_Consigne_.
Quels sont les quatre personnages de Quoi où que nomme l'extrait sur Beckett ci-dessous ?

_Extrait_.

▶

Nous l’avons mentionné précédemment, la fragmentation de l’image — visuelle ou autre — n’est pas exclusive aux œuvres médiatiques, même si nous remarquons un point tournant à partir de 1963. Les pièces de théâtre citées au chapitre un (Oh les beaux jours, Comédie, Pas moi) en sont des exemples marquants. Le langage scénique (décor, costume, éclairage, etc.) est alors mis au service du morcèlement des corps, dont il ne reste bien souvent que la tête ou la bouche. À partir de 1963, et plus particulièrement dans les derniers dramaticules, nombreuses sont les pièces de Beckett où tout « l’être » se concentre en un infime détail, lui-même souvent flottant dans l’ombre. Parfois, sa présence se limite à un seul son, comme dans l’intermède Souffle : aucun personnage sur scène, que des débris. L’unique souffle de vie se résume à un « cri faible et bref et aussitôt bruit d’inspiration » puis un « bruit d’expiration », et « aussitôt cri comme avant28 ». Telle l’émotion qui jaillit du haïku sans jamais être nommée, l’être se manifeste ici en dépit de son absence. D’autres personnages aussi sont réduits à leur plus simple expression corporelle, le plus souvent concentrée sur le visage. C’est ce que remarque Martha Fehsenfeld, selon qui « le rétrécissement du champ visuel et la focalisation intense sur le visage, […] atteignent un degré aigu sur scène dans Pas moi29 ». Après avoir subi toutes sortes de restrictions et d’emprisonnements (Didi et Gogo symboliquement figés par l’attente, Hamm condamné à sa chaise roulante, Nagg et Nell enfermés dans leurs poubelles, Winnie engloutie par sa butte, H, F1 et F2 prisonniers de leurs jarres, etc.), les corps disparaissent, se décomposent, s’évanouissent pour ne laisser paraître qu’une bouche, un visage, une tête, un crâne. Comme cette vieillarde qui se berce, toute vêtue de noir, dont on ne distingue que les mains immobiles et le « visage blanc sans expression30 », lui-même disparaissant dans le noir chaque fois que la chaise penche doucement vers l’arrière. Ou encore les quatre personnages de Quoi où, Bam, Bem, Bim et Bom dont les corps se cachent et se confondent dans de « longues robes grises31 » circulant entre l’ombre et la lumière, et dont les mouvements se distinguent principalement par la position de la tête : « tête haute » ou « tête basse ».

◀

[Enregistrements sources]

▶

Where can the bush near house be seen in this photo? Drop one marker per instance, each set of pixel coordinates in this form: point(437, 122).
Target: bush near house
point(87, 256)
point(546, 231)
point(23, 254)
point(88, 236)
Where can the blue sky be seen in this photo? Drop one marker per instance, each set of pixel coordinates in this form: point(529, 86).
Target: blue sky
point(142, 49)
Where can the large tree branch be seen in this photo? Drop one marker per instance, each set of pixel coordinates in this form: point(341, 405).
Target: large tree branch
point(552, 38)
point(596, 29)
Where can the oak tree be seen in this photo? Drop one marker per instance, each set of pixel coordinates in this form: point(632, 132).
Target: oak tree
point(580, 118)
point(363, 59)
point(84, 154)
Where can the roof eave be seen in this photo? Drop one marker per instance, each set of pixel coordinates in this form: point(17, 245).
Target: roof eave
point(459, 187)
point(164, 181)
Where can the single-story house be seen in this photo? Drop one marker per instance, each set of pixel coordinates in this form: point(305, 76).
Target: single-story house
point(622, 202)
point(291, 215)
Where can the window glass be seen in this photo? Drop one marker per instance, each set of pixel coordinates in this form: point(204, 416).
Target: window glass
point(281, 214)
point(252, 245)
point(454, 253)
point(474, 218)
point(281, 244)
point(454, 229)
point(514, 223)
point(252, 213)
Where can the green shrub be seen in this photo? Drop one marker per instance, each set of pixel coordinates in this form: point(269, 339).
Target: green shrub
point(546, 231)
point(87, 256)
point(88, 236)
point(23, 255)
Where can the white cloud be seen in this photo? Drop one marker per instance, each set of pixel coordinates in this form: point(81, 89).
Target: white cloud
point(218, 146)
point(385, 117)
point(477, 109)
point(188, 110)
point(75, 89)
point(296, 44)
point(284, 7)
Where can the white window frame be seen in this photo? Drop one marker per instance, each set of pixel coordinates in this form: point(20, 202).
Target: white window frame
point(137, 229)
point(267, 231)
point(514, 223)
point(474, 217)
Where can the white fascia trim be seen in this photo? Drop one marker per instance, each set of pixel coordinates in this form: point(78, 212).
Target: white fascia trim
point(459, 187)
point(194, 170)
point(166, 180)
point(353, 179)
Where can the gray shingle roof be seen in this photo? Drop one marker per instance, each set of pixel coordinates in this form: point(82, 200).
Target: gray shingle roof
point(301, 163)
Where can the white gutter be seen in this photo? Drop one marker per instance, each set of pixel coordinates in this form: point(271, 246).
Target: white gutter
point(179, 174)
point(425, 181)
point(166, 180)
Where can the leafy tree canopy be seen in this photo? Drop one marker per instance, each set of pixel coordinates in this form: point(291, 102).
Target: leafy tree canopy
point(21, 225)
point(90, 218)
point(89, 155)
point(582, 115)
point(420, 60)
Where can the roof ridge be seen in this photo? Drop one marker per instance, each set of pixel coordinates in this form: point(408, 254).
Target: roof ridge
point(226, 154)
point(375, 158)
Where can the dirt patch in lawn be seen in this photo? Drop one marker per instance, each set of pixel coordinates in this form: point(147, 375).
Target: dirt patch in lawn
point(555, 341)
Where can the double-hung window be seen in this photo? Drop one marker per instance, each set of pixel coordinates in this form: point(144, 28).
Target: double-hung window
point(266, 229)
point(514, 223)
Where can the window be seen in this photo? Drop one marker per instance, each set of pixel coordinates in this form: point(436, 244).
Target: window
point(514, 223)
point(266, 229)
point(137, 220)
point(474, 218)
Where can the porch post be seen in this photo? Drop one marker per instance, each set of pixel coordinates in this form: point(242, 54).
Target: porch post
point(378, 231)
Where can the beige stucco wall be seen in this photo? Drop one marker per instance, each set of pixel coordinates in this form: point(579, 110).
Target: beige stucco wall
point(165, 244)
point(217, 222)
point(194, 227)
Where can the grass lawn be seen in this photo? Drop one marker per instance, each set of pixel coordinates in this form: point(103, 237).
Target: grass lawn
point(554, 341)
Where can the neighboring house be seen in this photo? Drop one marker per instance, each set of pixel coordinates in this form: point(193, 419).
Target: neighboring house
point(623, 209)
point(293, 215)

◀

_Corrigé_.
Bam, Bem, Bim et Bom.